**Task objective:** Render the part of the records that opens with the line containing "[ ] locate the dark winter coat" and runs through the end of the records as a Markdown table with the columns n and Line. Number each row and skip any blank lines.

**Data listing:**
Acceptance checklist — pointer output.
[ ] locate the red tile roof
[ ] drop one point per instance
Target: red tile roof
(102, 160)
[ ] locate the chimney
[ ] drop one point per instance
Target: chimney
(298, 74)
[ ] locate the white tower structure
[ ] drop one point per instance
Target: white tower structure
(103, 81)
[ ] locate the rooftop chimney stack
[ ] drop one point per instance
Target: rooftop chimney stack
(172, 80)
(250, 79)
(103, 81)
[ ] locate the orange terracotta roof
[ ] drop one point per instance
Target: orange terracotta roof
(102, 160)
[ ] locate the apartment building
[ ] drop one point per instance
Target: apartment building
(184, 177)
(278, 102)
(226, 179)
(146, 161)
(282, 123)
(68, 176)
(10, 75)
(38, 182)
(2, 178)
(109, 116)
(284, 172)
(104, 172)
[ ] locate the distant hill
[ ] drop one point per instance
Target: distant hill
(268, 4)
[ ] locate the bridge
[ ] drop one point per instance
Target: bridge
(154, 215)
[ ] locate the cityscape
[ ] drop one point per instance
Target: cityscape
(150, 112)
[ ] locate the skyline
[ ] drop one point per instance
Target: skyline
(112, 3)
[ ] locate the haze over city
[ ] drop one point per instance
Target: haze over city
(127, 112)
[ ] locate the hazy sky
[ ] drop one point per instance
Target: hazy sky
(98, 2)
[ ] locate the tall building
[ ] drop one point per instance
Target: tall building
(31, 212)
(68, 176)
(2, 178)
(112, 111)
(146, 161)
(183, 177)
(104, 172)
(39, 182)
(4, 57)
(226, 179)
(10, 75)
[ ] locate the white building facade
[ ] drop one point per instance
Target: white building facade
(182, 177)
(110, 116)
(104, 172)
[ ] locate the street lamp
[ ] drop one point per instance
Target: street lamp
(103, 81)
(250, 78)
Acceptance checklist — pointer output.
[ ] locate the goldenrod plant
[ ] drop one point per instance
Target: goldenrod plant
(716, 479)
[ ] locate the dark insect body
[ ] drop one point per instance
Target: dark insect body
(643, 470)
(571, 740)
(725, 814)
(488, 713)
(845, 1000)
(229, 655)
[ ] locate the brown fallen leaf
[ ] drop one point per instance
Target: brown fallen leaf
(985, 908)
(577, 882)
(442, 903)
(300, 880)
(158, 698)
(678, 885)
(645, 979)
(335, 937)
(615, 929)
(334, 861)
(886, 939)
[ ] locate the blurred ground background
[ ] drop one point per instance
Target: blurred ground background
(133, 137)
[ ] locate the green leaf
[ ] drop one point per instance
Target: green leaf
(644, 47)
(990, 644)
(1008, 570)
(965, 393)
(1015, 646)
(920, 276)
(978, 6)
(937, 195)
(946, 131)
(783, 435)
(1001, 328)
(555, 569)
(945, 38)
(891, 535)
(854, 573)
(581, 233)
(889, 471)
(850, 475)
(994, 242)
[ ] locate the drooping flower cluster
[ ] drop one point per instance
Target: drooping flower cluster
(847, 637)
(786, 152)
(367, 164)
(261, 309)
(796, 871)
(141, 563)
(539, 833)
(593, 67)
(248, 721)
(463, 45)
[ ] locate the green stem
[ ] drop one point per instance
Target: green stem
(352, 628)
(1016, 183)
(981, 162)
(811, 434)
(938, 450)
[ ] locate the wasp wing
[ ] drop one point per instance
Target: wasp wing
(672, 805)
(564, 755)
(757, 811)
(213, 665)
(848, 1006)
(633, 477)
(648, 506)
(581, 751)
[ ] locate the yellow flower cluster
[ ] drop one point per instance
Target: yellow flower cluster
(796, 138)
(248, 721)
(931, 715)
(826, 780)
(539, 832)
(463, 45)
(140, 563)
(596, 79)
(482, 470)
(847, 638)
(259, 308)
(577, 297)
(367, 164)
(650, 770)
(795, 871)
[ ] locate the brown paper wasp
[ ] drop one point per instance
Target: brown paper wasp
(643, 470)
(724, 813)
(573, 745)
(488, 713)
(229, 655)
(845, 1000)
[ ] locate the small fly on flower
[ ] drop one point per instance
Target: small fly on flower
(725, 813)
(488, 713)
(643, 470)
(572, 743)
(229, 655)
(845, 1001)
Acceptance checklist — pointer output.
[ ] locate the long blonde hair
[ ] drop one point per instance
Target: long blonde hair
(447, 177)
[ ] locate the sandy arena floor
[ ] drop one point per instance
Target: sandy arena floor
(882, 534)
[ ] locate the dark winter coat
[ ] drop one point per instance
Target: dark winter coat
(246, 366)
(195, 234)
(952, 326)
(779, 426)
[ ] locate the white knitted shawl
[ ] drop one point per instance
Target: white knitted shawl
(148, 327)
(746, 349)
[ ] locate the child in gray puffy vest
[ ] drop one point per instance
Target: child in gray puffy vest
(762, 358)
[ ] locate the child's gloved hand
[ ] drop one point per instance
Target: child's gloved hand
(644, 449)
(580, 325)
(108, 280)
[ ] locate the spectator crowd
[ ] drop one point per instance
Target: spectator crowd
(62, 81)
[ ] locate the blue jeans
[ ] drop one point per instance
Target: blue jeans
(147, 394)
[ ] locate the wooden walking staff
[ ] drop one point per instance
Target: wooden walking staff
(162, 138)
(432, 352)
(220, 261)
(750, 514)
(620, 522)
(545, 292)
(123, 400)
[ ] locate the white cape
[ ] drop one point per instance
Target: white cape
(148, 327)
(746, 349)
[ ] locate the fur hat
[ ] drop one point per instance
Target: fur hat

**Reply:**
| n | Line |
|---|---|
| 1 | [ ] locate the dark winter coat |
| 2 | [ ] drop one point per instance |
| 3 | Target: dark winter coat |
| 4 | (246, 366) |
| 5 | (195, 234) |
| 6 | (952, 326) |
| 7 | (779, 426) |
| 8 | [ ] locate the white knitted shawl |
| 9 | [ ] drop one point per instance |
| 10 | Target: white knitted shawl |
| 11 | (148, 327) |
| 12 | (746, 349) |
| 13 | [ ] locate the child in gray puffy vest |
| 14 | [ ] drop one point per instance |
| 15 | Target: child in gray puffy vest |
| 16 | (762, 358) |
| 17 | [ ] locate the child's gloved hand |
| 18 | [ ] drop one point per instance |
| 19 | Target: child's gloved hand |
| 20 | (644, 449) |
| 21 | (580, 325) |
| 22 | (108, 280) |
| 23 | [ ] locate the spectator crowd |
| 24 | [ ] drop one point per instance |
| 25 | Target: spectator crowd |
| 26 | (62, 81) |
| 27 | [ ] locate the blue jeans |
| 28 | [ ] drop one point per instance |
| 29 | Target: blue jeans |
| 30 | (147, 394) |
| 31 | [ ] locate the wooden walking staff |
| 32 | [ ] drop one point per instance |
| 33 | Target: wooden walking staff |
| 34 | (162, 138) |
| 35 | (432, 352) |
| 36 | (220, 261) |
| 37 | (750, 514) |
| 38 | (620, 522) |
| 39 | (545, 292) |
| 40 | (123, 400) |
| 41 | [ ] locate the white cape |
| 42 | [ ] drop one point per instance |
| 43 | Target: white cape |
| 44 | (148, 327) |
| 45 | (746, 349) |
| 46 | [ ] locate the fur hat |
| 47 | [ ] drop one point per instance |
| 48 | Target: fur hat |